[Point annotation records]
────────────────

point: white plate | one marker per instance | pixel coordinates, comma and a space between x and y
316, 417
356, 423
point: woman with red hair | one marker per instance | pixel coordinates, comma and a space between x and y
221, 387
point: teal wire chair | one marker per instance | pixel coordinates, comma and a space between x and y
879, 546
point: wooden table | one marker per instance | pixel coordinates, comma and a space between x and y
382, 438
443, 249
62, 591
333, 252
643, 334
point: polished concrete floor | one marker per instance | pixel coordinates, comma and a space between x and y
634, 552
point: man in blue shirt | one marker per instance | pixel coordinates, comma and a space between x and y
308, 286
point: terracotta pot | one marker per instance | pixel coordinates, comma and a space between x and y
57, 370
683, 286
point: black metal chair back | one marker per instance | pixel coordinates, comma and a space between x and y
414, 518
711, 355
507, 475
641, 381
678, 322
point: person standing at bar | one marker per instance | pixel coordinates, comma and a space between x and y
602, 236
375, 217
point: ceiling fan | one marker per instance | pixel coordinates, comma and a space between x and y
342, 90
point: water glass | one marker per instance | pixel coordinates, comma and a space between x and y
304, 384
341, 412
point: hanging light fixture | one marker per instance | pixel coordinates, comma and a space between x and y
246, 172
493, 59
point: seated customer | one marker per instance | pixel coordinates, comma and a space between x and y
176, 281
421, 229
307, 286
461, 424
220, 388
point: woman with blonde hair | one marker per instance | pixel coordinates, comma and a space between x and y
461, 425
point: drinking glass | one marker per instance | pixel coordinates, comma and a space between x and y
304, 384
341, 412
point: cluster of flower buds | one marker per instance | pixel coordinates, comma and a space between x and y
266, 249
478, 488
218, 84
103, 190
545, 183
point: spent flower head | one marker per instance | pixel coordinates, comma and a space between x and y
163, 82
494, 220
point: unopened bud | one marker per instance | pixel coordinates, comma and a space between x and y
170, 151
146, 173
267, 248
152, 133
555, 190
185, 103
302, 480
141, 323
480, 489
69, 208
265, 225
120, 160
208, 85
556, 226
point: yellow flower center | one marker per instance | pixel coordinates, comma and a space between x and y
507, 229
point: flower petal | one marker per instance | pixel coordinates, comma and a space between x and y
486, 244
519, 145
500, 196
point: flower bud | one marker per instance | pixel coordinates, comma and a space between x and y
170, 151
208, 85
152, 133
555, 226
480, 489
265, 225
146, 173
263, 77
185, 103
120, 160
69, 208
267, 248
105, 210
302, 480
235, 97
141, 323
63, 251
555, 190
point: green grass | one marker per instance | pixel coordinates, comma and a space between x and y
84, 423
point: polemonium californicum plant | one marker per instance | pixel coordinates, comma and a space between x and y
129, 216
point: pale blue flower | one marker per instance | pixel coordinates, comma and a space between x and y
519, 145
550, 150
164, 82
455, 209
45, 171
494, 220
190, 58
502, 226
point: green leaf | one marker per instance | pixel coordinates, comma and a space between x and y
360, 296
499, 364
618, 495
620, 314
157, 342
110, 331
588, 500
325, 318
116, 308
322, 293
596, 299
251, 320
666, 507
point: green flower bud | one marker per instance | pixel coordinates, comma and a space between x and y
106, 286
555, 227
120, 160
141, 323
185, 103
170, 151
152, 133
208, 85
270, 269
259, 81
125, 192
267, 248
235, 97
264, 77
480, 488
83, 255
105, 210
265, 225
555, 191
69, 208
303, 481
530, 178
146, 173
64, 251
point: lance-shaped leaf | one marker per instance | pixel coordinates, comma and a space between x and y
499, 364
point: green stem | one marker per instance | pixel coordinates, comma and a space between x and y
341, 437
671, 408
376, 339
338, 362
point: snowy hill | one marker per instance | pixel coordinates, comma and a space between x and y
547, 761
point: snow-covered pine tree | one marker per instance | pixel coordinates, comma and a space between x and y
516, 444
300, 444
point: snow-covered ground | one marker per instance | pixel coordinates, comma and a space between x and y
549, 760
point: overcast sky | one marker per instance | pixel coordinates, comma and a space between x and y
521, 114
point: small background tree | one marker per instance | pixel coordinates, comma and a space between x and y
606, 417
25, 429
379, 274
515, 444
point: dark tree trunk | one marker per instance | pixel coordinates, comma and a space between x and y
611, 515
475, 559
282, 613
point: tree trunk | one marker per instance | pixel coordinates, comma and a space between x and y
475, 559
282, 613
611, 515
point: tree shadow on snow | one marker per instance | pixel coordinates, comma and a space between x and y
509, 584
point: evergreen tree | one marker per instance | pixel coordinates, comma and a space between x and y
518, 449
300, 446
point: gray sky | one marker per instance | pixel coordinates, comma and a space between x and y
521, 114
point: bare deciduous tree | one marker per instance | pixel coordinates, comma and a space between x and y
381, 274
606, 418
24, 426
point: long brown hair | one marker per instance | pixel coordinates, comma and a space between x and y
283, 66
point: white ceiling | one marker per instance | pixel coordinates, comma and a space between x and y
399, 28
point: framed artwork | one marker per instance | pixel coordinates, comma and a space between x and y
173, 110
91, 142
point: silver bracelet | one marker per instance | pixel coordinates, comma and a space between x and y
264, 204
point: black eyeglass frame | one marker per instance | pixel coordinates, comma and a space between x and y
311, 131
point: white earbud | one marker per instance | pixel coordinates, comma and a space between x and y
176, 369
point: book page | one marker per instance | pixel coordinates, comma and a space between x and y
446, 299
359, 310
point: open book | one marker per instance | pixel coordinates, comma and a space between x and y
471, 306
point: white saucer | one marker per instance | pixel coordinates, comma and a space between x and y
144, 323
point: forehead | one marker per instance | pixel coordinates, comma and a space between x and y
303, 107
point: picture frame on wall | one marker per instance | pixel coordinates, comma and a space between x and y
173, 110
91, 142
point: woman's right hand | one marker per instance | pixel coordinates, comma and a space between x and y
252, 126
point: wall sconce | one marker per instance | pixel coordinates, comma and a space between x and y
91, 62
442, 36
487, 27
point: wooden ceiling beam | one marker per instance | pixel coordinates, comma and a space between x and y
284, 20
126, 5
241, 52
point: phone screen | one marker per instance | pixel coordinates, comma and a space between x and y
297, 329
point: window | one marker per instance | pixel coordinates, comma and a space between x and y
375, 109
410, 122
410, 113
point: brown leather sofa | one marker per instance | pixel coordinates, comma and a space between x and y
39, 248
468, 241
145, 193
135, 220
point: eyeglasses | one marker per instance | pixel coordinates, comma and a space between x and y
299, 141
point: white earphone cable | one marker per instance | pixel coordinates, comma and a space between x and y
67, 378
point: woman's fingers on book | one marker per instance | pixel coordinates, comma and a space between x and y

────────────────

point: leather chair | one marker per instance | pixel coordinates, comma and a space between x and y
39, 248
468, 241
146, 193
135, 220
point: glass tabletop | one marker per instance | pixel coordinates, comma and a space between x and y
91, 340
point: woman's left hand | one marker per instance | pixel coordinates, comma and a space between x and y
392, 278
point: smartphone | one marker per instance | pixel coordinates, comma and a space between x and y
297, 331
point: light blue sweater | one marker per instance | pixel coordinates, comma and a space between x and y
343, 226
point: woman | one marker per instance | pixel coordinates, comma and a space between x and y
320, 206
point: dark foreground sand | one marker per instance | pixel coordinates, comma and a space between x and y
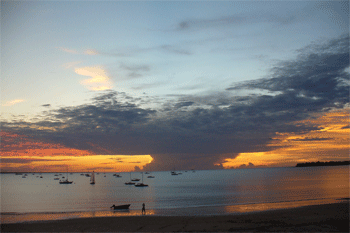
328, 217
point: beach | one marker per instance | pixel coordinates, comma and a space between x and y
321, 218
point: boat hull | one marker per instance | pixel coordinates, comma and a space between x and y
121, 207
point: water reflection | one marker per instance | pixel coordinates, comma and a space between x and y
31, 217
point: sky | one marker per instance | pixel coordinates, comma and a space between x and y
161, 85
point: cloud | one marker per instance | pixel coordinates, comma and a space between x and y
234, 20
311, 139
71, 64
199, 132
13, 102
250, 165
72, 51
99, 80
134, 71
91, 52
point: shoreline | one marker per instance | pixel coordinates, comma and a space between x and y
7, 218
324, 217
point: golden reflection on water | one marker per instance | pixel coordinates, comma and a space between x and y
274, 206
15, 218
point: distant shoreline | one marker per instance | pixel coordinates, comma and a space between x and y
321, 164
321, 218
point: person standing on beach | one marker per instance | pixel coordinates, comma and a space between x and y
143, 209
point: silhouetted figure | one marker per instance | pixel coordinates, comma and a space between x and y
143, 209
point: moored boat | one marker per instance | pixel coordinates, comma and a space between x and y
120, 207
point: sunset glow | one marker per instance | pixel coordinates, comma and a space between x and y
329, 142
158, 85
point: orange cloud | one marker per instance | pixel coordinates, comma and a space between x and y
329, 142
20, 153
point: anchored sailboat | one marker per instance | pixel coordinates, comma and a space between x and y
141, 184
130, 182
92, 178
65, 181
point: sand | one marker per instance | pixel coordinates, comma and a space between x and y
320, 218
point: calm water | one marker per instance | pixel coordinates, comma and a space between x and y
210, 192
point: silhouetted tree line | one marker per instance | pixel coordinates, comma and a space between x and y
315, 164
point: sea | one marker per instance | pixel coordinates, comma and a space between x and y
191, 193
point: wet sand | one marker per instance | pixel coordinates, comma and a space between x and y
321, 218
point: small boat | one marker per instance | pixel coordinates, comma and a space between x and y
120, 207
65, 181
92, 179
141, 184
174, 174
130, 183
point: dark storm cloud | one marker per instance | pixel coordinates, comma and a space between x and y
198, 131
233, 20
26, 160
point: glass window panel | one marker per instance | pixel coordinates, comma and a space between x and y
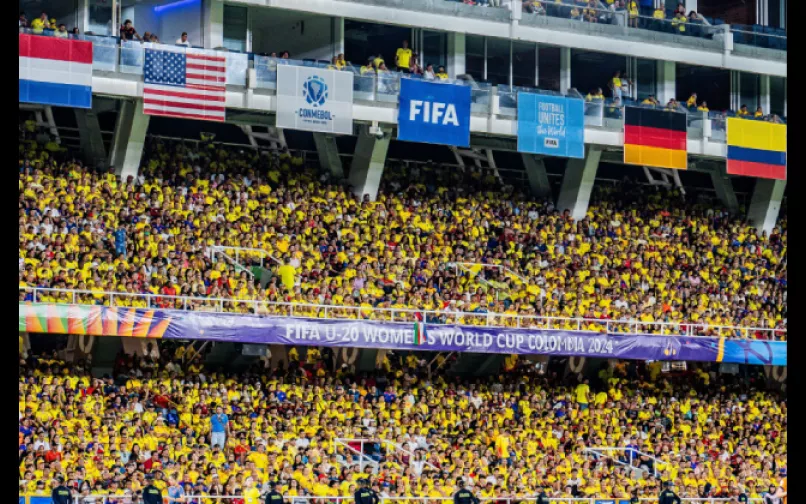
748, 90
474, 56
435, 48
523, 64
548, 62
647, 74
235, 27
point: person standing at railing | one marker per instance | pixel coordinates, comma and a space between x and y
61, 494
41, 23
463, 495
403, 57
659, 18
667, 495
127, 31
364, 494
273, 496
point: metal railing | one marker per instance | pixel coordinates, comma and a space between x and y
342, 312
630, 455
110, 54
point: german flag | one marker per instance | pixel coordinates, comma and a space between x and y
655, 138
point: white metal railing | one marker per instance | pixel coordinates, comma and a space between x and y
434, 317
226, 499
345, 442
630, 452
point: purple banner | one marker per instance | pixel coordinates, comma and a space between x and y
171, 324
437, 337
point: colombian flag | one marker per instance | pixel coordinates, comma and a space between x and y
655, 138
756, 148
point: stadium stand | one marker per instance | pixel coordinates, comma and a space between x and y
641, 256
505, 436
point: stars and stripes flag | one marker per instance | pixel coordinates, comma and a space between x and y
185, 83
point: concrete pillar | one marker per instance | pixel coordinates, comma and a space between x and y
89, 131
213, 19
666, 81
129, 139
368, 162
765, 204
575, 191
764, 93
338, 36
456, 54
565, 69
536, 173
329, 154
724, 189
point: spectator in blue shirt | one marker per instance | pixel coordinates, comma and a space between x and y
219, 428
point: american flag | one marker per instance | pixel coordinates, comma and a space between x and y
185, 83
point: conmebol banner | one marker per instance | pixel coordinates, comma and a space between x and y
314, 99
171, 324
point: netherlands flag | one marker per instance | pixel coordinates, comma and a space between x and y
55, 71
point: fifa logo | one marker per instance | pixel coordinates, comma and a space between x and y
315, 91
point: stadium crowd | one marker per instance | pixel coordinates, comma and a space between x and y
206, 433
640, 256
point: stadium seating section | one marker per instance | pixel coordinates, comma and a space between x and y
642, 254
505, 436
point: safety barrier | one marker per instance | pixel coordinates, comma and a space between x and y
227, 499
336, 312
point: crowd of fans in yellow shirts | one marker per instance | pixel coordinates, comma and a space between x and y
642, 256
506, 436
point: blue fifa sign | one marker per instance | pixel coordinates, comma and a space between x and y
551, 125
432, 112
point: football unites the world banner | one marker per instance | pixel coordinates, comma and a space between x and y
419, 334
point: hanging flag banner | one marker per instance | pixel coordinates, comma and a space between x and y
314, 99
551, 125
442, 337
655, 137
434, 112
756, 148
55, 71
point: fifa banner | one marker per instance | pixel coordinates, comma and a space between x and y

────────────────

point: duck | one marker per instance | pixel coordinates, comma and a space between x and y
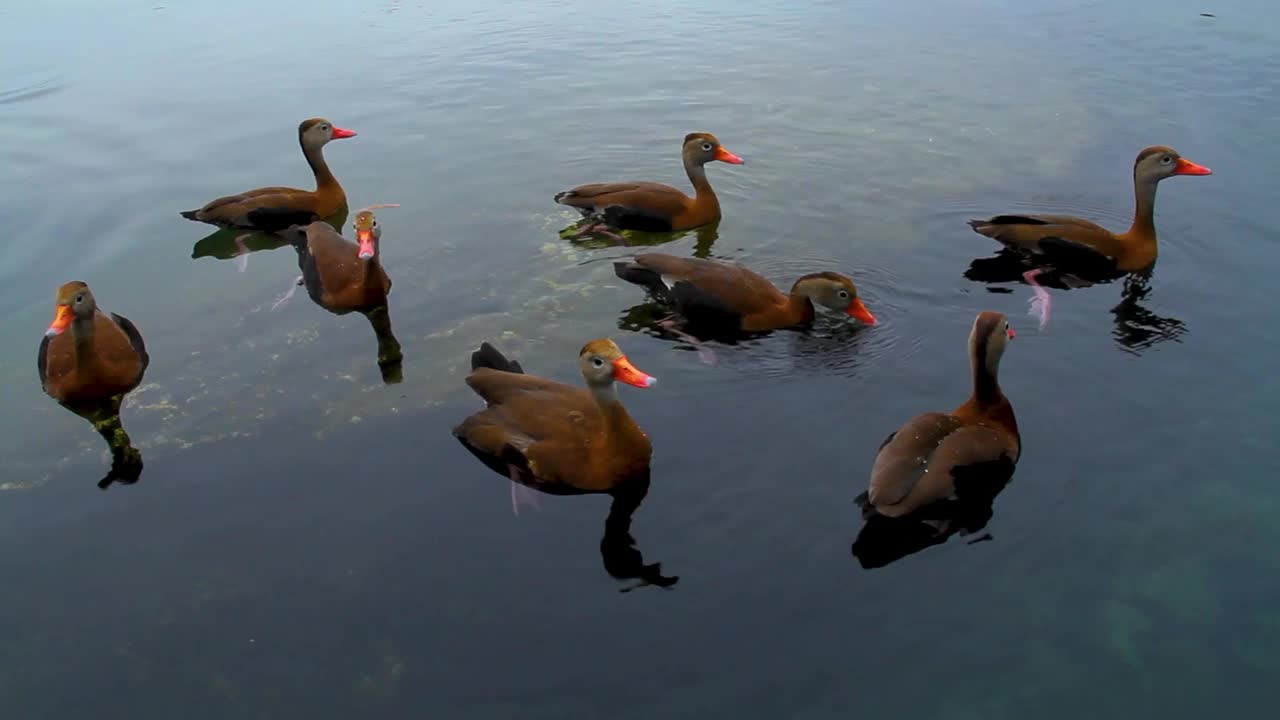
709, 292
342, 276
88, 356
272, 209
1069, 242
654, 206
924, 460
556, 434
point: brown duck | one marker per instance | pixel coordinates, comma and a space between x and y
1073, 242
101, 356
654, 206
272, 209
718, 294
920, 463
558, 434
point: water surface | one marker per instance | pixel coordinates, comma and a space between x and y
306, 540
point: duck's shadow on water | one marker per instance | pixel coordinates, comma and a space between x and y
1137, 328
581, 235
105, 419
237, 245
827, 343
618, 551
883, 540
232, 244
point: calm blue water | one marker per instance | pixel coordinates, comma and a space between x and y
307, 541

────────────────

Rewrite the records between the lines holding "point: open book" and "point: woman's fingers", inclusive, replacing "sofa" with "couch" and keeping everything else unchanged.

**ANSWER TO THE EXERCISE**
point: open book | one marker per instance | pixel coordinates, comma and a space between x and y
471, 306
point: white saucer | one marker per instance | pixel coordinates, comma and a space between x and y
144, 323
point: forehead | one marker per instance | pixel coordinates, comma and a space between x and y
303, 107
point: picture frame on wall | one marker per instance | pixel coordinates, comma and a space between x and y
173, 110
91, 142
point: woman's right hand | one marker per instance | pixel coordinates, comma and a space between x and y
252, 126
point: wall sconce | one marker per instance | pixel coordinates, comma and a space between x and y
91, 62
442, 36
487, 27
point: wooden ceiling beam | one marker per instance | pixel coordinates, comma and a space between x and y
284, 20
126, 5
241, 52
point: phone screen | one marker per instance | pixel coordinates, comma and a space between x and y
297, 329
point: window | one marker per instance | pixel coordinates, comma and a space between x and y
375, 109
410, 122
410, 113
point: brown leather couch | one marker per instance | pixel coordinates, comma and a space between x and y
39, 248
468, 241
145, 193
135, 220
point: eyeglasses | one marker per instance | pixel coordinates, comma and a space between x and y
299, 141
point: white earphone cable | one marker per instance | pixel coordinates, comma and a space between x and y
67, 378
point: woman's fingers on book | one marker per instance | pixel coordinates, comma and a space between x and y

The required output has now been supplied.